→ TO DO:
A – Translate this sentence from the passage on click farms into Spanish: "Since the definition is fairly broad, this means that the fraudulent activity can take place on almost any platform although the most popular ones are Facebook and Instagram."
B – In the passage on click farms, which two platforms are named as the most popular for this fraudulent activity?
C – Continue the passage on click farms from where it stops.

→ DOCUMENT TEXT:
┄┄┄┄┄┄

Yes, they do. They will also delete likes.

However, the comments quoted and the general complaints on that video about dislikes going away are based on the claim that Gillette is either paying YouTube to delete dislikes, or that Gillette is doing it, itself.

One reason why YouTube deletes some likes and dislikes is because people often use likes, dislikes, followers, etc on social media to boost their own agendas or careers, so faking or manipulating popularity or unpopularity is pretty common.

To this end, there are business set up with individuals manning banks of devices so a person can deliver hundreds of "clicks" for a paying customer, low tech, or can set up automated programs/bots to simulate activity from different users, for the same result.

Low-tech Chinese Click Farm

To give you a general definition of clicks farms, they can be defined as:

An undercover operation in which individuals fraudulently interact with a website to artificially boost the status of a client’s website, product or service.

This basically means that somewhere in the world there are people that work behind closed doors fraudulently promoting other peoples products and services for a fee. Since the definition is fairly broad, this means that the fraudulent activity can take place on almost any platform although the most popular ones are Facebook and Instagram. It doesn’t matter if the group is selling Facebook likes of Twitter followers, they’re all classed as click farms.

┄┄┄┄┄┄

→ RECORDED INFORMATION:
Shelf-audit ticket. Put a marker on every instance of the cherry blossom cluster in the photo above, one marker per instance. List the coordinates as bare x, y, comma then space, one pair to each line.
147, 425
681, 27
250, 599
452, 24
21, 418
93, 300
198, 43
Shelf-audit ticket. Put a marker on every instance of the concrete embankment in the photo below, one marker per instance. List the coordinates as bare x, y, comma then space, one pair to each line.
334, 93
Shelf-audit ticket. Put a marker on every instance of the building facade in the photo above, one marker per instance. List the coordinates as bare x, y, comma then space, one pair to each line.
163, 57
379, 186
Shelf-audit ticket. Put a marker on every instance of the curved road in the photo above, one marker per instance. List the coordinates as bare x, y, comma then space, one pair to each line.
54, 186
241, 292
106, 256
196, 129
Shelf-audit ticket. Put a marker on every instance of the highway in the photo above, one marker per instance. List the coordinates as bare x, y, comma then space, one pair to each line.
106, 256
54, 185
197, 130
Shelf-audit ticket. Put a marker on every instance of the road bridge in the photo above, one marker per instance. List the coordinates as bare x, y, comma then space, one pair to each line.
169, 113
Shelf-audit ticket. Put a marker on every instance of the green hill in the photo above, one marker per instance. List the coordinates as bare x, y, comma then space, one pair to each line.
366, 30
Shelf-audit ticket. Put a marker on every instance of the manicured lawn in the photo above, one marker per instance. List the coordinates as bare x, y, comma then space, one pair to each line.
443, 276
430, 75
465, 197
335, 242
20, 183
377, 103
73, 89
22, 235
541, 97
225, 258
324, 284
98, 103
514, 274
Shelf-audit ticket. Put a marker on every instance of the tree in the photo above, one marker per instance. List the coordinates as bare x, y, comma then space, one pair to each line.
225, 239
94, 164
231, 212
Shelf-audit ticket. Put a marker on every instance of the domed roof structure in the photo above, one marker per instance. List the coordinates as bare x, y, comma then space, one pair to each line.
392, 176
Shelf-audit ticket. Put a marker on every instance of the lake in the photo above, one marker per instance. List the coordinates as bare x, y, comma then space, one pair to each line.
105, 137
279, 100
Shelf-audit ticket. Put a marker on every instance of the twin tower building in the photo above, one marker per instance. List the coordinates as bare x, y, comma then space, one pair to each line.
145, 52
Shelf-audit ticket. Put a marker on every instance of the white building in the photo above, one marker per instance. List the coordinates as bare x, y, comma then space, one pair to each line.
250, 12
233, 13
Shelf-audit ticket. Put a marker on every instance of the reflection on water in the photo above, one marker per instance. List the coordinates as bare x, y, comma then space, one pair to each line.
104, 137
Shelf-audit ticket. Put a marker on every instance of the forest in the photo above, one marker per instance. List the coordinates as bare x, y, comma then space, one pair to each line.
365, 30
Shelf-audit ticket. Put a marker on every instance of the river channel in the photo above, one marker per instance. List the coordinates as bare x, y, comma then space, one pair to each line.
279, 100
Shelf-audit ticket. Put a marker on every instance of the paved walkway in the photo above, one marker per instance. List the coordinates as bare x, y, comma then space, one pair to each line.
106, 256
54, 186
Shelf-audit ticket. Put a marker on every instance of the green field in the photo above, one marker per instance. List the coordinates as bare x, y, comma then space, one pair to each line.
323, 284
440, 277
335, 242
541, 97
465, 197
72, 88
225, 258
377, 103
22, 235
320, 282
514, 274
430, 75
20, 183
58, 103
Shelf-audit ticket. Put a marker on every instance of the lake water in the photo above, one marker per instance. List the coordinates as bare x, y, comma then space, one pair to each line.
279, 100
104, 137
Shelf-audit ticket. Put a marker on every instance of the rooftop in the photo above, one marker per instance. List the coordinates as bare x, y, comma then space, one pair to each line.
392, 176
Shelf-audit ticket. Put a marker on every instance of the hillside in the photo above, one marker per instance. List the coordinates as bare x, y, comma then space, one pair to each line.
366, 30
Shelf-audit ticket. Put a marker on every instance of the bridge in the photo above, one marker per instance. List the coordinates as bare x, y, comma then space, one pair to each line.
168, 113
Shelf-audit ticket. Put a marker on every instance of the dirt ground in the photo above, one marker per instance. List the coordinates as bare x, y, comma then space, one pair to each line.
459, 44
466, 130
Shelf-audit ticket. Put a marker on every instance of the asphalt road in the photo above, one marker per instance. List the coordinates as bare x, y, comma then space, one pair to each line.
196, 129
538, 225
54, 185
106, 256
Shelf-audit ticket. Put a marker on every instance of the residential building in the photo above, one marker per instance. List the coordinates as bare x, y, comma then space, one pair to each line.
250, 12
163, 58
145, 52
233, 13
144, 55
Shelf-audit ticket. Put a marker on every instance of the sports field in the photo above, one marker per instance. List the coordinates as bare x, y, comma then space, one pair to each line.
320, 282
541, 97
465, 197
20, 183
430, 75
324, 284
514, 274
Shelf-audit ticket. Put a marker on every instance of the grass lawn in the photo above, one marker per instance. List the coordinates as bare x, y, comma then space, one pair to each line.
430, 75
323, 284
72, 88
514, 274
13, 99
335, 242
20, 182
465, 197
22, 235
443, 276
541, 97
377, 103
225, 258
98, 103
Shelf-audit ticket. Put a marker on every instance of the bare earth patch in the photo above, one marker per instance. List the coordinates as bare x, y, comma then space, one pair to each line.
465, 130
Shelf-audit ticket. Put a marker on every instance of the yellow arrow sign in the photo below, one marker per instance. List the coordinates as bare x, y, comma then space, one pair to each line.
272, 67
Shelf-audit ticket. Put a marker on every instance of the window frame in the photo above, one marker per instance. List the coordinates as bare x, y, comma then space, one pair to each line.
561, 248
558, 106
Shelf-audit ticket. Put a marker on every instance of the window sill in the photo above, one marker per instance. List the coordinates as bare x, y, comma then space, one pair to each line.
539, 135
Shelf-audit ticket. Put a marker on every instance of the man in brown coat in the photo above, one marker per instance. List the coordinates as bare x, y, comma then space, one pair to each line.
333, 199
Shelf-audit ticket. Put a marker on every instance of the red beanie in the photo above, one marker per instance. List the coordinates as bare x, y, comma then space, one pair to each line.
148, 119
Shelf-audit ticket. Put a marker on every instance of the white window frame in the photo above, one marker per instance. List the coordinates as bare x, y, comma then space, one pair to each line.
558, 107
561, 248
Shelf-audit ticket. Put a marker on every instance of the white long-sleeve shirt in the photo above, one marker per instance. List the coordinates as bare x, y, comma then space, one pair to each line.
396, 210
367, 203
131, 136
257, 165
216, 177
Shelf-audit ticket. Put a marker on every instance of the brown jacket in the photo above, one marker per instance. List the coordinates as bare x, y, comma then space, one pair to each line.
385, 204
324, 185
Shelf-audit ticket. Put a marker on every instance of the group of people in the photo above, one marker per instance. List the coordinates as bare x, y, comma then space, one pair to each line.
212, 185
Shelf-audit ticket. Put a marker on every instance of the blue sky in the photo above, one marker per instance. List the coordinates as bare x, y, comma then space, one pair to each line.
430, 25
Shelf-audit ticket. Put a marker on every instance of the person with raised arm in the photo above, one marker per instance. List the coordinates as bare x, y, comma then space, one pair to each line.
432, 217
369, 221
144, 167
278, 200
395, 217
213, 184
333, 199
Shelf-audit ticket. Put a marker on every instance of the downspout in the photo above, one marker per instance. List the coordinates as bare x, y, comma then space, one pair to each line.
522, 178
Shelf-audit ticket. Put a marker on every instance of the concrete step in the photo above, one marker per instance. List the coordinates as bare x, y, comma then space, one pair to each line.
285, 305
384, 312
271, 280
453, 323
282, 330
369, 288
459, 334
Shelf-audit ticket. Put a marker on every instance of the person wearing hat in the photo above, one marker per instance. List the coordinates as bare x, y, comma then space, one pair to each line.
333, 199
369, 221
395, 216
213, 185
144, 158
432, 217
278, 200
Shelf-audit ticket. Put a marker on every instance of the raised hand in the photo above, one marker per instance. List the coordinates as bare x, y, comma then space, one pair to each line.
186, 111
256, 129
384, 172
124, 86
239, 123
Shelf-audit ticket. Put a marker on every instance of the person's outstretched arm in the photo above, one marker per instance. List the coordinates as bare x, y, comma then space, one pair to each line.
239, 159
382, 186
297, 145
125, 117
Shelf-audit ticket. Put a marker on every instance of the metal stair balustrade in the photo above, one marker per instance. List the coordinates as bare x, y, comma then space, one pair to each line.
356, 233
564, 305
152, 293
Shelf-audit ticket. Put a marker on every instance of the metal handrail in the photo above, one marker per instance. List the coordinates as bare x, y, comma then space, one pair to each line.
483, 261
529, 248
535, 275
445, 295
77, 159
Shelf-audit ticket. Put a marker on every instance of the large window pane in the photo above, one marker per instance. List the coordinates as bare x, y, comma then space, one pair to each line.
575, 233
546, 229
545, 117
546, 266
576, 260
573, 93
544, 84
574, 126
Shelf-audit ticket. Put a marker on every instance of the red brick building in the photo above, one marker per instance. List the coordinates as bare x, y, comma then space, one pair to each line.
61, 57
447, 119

┄┄┄┄┄┄

→ TASK-BY-TASK ANSWERS:
A – Como la definición es bastante amplia, esto significa que la actividad fraudulenta puede darse en casi cualquier plataforma, aunque las más populares son Facebook e Instagram.

B – Facebook and Instagram.

C –
PPC Protect: What is a click farm

It is in the interest of social media platforms to identify this kind of fraudulent manipulation to maintain their own integrity. So in this case, where people who don't like Gillette's ads are seeing nefarious manipulation by either Gillette, or YouTube as a paid proxy for Gillette, really it's the opposite - they are rooting out and screening nefarious and fraudulent activity that they identify.

As noted in another answer -

You may see like/dislike counts change as some may be marked invalid and periodically removed from the counts. Learn more about our Likes Policy.

YouTube: Likes and Dislikes report

Clicking on the "likes policies" hyperlink takes you to -

Artificial Traffic Spam

Anything that artificially increases the number of views, likes, comments, or other metric either through the use of automatic systems or by serving up videos to unsuspecting viewers, is against our terms. Additionally, content that solely exists to incentivize viewers for engagement (views, likes, comments, etc) is prohibited.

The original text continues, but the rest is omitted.